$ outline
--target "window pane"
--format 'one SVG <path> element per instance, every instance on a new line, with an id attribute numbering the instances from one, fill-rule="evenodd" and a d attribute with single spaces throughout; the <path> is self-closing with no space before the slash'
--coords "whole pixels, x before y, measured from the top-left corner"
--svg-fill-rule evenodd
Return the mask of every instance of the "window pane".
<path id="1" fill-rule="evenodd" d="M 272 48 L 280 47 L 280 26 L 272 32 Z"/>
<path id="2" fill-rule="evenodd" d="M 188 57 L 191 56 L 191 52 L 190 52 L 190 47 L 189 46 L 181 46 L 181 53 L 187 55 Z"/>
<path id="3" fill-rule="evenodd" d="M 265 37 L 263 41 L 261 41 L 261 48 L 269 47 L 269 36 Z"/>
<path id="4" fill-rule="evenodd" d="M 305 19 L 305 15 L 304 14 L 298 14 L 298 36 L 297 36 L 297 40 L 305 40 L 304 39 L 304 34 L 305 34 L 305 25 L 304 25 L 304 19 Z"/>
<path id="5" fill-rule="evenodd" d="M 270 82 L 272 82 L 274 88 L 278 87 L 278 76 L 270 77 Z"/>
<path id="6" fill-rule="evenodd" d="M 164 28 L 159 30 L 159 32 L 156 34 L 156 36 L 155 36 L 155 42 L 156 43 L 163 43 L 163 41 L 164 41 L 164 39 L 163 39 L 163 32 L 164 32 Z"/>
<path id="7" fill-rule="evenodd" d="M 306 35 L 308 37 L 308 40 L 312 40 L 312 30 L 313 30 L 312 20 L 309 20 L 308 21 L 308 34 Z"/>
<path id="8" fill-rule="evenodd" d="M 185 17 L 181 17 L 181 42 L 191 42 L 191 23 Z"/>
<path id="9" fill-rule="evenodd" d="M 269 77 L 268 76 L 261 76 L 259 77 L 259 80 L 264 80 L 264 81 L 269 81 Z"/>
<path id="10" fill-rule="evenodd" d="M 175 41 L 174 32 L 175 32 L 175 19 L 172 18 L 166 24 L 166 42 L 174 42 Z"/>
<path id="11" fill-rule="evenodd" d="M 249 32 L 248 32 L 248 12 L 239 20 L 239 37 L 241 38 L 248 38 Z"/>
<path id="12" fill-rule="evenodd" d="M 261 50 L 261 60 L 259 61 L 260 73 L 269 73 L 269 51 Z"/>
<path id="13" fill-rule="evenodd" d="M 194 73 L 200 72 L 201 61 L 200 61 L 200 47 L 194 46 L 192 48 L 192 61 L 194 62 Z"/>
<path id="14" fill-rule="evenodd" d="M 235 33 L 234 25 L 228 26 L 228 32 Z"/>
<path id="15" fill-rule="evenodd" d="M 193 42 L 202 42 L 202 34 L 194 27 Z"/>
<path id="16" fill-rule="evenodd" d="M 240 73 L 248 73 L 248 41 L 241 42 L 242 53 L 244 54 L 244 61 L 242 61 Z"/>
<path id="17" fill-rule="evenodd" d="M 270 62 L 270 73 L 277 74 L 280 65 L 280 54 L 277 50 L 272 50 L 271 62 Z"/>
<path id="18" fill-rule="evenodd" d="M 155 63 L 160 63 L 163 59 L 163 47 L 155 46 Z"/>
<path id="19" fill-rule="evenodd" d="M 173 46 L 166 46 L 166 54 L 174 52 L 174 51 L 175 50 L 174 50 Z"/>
_ _ _
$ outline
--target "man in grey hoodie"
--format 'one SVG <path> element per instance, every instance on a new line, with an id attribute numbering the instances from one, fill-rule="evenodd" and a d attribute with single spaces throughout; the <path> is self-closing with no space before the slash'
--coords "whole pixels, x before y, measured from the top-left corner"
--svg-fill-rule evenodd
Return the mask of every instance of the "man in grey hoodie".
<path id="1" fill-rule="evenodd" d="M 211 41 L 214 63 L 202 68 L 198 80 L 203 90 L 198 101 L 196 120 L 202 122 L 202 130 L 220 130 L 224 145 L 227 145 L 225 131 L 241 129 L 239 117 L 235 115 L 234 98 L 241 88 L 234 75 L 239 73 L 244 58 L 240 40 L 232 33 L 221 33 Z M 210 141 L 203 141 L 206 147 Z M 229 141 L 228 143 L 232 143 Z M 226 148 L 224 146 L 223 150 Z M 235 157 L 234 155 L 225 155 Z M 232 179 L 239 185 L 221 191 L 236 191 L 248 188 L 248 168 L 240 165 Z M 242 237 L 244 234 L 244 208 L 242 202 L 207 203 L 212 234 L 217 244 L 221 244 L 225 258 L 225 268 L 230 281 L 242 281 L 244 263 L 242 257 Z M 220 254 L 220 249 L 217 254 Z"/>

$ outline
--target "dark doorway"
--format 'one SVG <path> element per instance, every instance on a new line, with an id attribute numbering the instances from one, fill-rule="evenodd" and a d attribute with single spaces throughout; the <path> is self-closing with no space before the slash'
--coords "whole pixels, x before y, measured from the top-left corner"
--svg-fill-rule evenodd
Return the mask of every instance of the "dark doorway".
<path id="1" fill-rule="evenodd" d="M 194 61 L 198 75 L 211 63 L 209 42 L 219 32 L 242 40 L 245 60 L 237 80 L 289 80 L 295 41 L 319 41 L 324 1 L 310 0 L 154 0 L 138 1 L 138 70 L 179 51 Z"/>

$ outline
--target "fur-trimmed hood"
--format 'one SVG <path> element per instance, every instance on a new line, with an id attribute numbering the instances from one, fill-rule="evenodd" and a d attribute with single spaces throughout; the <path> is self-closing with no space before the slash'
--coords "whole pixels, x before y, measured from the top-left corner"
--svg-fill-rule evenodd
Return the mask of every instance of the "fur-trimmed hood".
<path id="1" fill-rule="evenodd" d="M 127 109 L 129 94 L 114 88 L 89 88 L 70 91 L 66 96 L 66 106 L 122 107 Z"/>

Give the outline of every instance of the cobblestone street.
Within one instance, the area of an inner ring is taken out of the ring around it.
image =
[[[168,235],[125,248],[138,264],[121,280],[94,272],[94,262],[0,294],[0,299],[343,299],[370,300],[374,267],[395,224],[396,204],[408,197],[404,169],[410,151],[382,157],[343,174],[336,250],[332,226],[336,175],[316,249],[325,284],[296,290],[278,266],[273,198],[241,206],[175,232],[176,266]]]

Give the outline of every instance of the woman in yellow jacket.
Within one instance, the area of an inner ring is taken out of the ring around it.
_ _ _
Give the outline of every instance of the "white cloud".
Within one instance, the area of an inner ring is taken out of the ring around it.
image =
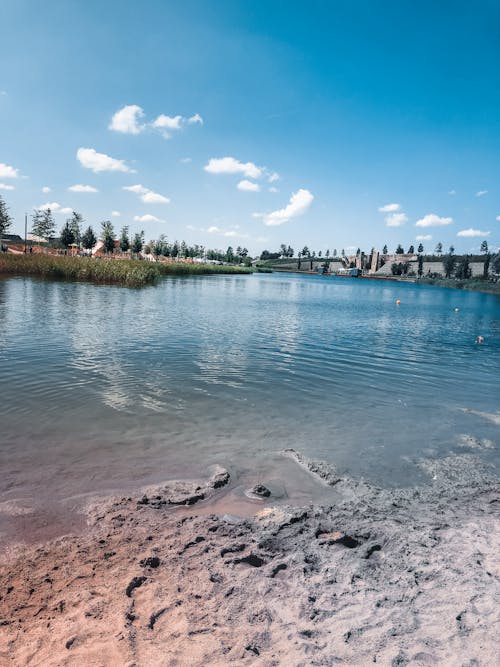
_ _ _
## [Task to complete]
Scan the records above and show every line in which the word "target" occurs.

## [Result below]
--target "window pane"
--target "man in grey hoodie"
--target "dark doorway"
--target "fur-trimmed hood"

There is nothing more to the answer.